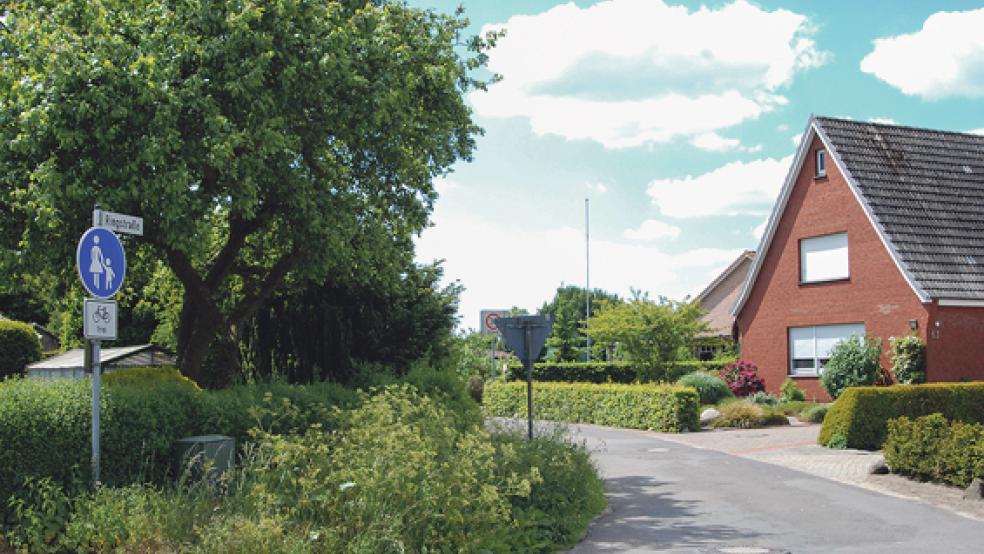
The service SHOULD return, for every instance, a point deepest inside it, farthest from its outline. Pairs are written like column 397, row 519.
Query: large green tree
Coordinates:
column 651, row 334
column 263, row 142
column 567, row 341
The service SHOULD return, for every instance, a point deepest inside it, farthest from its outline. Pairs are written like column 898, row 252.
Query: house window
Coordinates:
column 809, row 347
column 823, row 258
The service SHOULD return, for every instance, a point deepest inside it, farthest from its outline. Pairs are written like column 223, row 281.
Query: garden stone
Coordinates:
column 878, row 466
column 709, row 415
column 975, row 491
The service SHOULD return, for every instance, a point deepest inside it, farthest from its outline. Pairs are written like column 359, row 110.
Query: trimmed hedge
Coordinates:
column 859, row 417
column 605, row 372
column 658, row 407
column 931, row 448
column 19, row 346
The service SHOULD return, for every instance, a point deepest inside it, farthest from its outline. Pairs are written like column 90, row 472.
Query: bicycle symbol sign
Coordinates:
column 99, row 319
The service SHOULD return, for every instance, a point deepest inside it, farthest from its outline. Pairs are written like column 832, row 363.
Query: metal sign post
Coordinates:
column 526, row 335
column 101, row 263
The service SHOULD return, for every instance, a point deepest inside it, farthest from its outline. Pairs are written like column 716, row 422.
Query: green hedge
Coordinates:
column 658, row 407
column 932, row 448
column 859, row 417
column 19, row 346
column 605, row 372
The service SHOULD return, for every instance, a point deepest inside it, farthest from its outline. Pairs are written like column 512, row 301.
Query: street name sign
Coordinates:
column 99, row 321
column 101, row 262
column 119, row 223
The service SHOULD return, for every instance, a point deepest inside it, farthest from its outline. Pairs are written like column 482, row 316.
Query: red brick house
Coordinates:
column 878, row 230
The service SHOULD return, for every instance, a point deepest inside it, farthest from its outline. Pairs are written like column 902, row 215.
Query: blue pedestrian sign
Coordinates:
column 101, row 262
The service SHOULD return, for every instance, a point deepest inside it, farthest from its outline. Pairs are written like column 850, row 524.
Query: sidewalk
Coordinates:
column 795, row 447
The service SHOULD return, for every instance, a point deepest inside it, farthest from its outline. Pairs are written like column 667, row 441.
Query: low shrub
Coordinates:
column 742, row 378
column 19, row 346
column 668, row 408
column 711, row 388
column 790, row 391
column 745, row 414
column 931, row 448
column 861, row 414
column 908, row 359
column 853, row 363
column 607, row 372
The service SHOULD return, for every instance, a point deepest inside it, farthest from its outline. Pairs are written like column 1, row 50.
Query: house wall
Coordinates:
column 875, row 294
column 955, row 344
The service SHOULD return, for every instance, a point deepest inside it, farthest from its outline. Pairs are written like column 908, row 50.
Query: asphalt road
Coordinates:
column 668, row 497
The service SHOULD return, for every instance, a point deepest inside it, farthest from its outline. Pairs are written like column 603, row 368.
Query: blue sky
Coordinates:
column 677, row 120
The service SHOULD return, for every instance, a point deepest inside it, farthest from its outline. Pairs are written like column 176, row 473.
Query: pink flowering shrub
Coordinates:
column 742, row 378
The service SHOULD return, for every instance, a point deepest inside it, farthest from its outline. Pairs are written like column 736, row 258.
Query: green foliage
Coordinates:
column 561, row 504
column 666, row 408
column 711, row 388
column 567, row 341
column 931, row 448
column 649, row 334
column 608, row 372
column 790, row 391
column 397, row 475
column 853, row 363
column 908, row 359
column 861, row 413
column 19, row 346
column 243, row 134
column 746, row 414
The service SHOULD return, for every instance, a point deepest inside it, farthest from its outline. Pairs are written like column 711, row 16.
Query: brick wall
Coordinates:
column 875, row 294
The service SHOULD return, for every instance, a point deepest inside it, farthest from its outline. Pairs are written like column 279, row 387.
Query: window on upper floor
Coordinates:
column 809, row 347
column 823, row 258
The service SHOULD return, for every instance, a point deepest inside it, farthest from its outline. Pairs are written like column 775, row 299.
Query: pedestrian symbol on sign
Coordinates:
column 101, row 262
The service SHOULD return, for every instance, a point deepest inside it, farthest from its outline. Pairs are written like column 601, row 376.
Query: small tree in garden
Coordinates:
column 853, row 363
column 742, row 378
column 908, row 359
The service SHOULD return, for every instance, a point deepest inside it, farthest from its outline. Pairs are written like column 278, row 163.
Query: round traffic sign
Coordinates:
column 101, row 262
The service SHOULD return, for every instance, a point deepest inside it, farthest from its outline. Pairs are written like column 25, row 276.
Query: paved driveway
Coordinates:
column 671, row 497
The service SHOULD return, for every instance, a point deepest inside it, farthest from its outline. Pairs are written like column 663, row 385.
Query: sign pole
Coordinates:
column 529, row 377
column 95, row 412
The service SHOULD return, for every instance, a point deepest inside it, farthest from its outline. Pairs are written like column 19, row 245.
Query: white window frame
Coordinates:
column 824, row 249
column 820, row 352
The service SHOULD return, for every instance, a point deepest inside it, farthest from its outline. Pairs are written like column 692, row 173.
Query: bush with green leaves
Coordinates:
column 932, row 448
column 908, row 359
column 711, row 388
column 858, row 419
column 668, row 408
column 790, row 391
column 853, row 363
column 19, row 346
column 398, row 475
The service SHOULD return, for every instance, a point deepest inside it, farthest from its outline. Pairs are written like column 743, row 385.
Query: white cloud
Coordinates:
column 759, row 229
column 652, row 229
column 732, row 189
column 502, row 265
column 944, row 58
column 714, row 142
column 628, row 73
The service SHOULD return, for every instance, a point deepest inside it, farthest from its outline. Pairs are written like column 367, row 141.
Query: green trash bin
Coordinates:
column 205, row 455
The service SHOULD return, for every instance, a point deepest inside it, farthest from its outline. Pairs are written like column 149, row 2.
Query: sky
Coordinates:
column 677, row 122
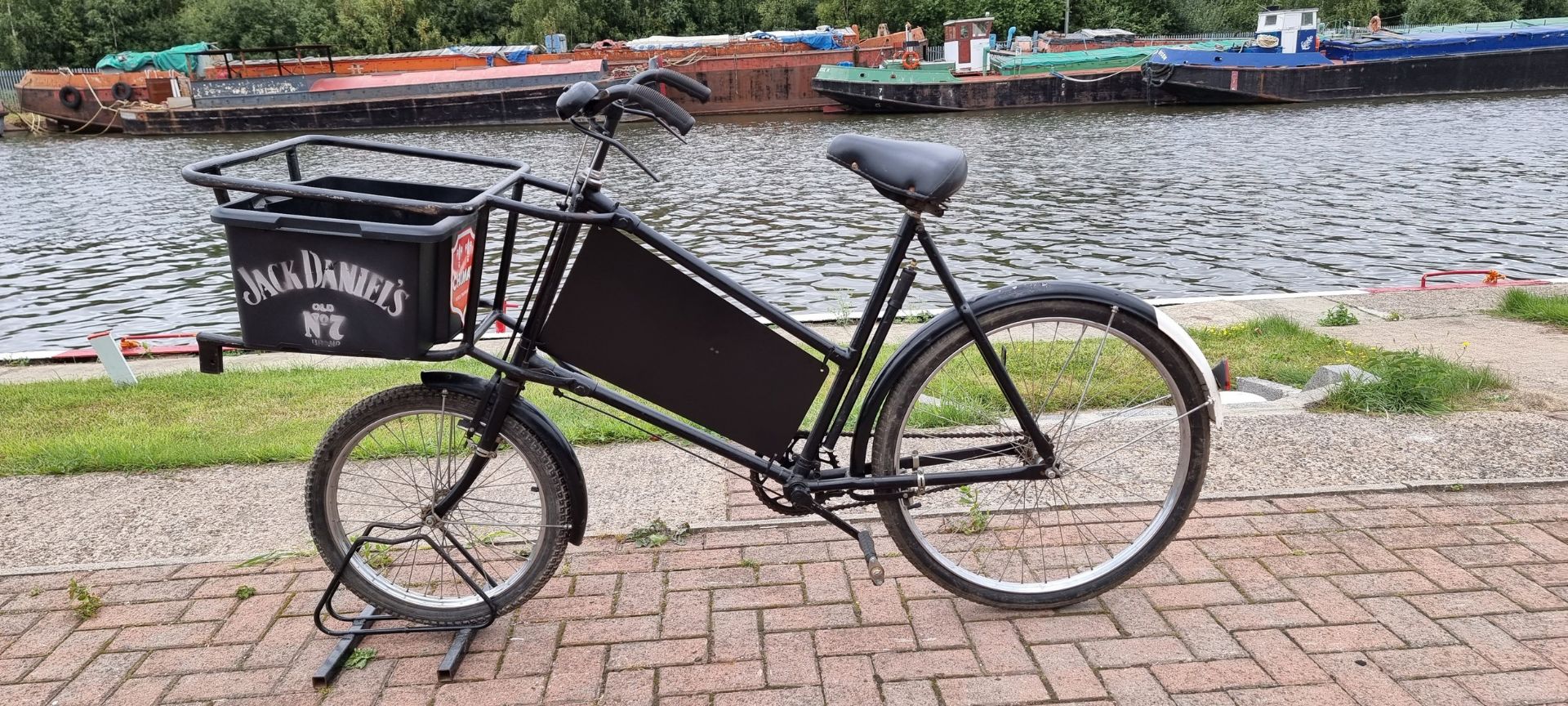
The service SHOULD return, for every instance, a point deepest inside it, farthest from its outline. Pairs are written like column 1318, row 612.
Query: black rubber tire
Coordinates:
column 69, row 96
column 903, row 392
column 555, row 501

◆ ASSIGNMENT:
Scanning the data above, count the lines in which the string "hedge" occurs and state only the count.

◆ TASK RESULT:
2